The addition of a "Skip Track" button was invaluable to the evolution of the album as form.

Here's a fun one: try to count how many CDs from the 90s/early 00s have an absolutely killer track 7.

I just made an iTunes smart playlist, Year is in the range of 1990 to 1999, and track is track 7.

Beastie Boys - Check Your Head - So What'cha Want.
Beastie Boys - Hello Nasty - Intergalactic
Bush - Razorblade Suitcase - Mouth
Bush - Sixteen Stone - Machinehead
Cake - Fashion Nugget - I Will Survive
Cake - Prolonging The Magic - Sheep Go To Heaven (Not my favorite, but it was a single)
Daft Punk - Homework - Around The World
Foo Fighters - The Colour And The Shape - My Hero
Live - Throwing Copper - All Over You (Also a single that isn't my favorite)

▶ GIVEN DATA:
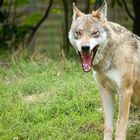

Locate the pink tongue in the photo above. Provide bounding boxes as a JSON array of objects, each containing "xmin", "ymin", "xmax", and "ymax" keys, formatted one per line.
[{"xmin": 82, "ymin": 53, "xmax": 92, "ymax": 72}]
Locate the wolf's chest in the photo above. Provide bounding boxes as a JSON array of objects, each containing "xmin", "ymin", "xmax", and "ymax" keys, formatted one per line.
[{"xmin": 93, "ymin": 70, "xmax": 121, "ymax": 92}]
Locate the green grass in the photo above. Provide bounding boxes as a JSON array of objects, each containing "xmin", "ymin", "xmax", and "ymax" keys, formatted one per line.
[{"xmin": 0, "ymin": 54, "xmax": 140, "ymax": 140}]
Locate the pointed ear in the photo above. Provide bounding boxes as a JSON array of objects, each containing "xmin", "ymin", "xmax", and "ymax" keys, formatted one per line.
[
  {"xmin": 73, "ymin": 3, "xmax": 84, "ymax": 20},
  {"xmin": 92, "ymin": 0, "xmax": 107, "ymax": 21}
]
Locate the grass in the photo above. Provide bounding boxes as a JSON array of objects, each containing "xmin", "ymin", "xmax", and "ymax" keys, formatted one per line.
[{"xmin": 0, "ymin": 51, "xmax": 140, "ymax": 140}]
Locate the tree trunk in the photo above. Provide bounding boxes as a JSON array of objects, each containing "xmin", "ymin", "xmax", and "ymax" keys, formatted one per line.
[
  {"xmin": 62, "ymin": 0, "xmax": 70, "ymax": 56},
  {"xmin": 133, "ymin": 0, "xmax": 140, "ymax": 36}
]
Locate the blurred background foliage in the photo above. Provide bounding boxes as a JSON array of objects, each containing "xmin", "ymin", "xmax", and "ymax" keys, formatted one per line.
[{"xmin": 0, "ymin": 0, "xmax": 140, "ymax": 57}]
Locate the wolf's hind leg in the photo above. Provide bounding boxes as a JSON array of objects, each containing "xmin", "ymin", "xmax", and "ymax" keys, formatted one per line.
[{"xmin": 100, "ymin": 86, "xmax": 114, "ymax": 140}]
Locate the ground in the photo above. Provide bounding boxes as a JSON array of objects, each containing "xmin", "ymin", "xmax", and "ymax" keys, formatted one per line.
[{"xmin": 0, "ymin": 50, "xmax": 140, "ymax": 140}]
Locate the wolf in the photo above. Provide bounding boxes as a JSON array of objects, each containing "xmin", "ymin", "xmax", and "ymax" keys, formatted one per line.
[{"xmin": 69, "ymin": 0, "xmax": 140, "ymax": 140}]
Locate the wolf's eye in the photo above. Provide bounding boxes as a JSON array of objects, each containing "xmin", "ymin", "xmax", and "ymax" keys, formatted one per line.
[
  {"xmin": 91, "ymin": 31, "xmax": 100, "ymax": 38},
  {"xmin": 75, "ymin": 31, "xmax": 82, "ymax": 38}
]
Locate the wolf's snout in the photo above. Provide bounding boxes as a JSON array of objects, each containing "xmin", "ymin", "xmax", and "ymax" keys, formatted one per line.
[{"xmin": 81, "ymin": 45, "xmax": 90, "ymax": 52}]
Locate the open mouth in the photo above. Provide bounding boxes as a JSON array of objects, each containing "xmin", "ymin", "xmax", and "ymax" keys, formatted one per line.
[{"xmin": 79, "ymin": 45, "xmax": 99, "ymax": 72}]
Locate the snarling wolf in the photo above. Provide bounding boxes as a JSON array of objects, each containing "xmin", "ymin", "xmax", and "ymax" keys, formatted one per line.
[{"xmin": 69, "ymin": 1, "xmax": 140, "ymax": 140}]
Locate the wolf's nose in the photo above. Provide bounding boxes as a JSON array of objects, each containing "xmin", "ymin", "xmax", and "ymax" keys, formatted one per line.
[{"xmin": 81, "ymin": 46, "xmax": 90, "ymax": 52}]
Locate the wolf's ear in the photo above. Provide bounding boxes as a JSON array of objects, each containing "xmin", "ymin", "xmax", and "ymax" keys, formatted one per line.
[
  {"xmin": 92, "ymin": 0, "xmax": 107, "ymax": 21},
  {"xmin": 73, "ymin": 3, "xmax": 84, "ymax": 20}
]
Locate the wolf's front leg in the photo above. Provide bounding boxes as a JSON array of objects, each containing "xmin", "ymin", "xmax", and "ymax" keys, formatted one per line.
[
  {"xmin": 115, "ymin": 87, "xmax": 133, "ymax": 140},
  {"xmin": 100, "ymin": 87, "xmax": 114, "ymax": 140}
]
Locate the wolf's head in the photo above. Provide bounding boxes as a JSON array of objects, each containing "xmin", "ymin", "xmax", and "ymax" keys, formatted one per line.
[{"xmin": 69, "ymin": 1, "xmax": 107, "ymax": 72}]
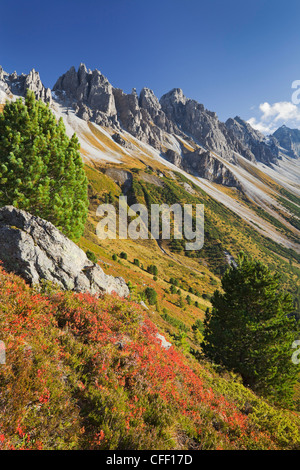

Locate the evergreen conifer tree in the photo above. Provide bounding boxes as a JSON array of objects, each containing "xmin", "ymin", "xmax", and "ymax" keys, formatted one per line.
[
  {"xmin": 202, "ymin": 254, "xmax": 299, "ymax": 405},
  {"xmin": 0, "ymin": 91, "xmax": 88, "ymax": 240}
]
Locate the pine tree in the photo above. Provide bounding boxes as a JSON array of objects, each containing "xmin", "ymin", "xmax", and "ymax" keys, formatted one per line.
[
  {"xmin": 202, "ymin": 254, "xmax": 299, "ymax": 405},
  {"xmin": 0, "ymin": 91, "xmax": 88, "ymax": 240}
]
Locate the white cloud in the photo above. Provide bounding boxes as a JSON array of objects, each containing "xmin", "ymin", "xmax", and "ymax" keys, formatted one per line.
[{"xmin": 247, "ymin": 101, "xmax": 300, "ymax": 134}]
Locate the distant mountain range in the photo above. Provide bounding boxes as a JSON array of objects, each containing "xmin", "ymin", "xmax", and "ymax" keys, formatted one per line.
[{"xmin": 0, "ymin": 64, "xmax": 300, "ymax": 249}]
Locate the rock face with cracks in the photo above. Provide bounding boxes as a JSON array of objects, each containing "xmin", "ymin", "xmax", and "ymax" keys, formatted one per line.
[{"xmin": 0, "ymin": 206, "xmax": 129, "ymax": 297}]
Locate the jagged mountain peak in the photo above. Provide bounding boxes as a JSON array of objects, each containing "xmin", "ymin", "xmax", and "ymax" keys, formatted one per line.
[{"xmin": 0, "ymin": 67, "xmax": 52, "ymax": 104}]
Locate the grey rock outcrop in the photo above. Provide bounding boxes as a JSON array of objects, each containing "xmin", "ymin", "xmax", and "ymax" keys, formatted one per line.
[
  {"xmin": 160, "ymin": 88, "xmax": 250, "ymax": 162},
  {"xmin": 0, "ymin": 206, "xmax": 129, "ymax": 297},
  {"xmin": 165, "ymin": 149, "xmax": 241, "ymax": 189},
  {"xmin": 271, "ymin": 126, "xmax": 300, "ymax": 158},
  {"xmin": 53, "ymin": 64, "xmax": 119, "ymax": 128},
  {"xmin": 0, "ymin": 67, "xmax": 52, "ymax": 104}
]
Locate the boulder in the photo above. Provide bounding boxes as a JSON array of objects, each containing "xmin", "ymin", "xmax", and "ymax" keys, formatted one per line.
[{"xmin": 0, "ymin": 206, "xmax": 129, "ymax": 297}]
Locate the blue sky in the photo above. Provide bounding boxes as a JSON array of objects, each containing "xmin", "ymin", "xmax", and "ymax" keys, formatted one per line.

▶ WRITTEN REQUEST 1:
In the post about track 7, what range of years did the iTunes smart playlist cover?
▶ WRITTEN REQUEST 2:
Transcribe the post about track 7 from "The addition of" up to and including "is track 7.".
The rows are separate material and have no connection to the post about track 7.

▶ FULL RESPONSE 1:
1990 to 1999

▶ FULL RESPONSE 2:
The addition of a "Skip Track" button was invaluable to the evolution of the album as form.

Here's a fun one: try to count how many CDs from the 90s/early 00s have an absolutely killer track 7.

I just made an iTunes smart playlist, Year is in the range of 1990 to 1999, and track is track 7.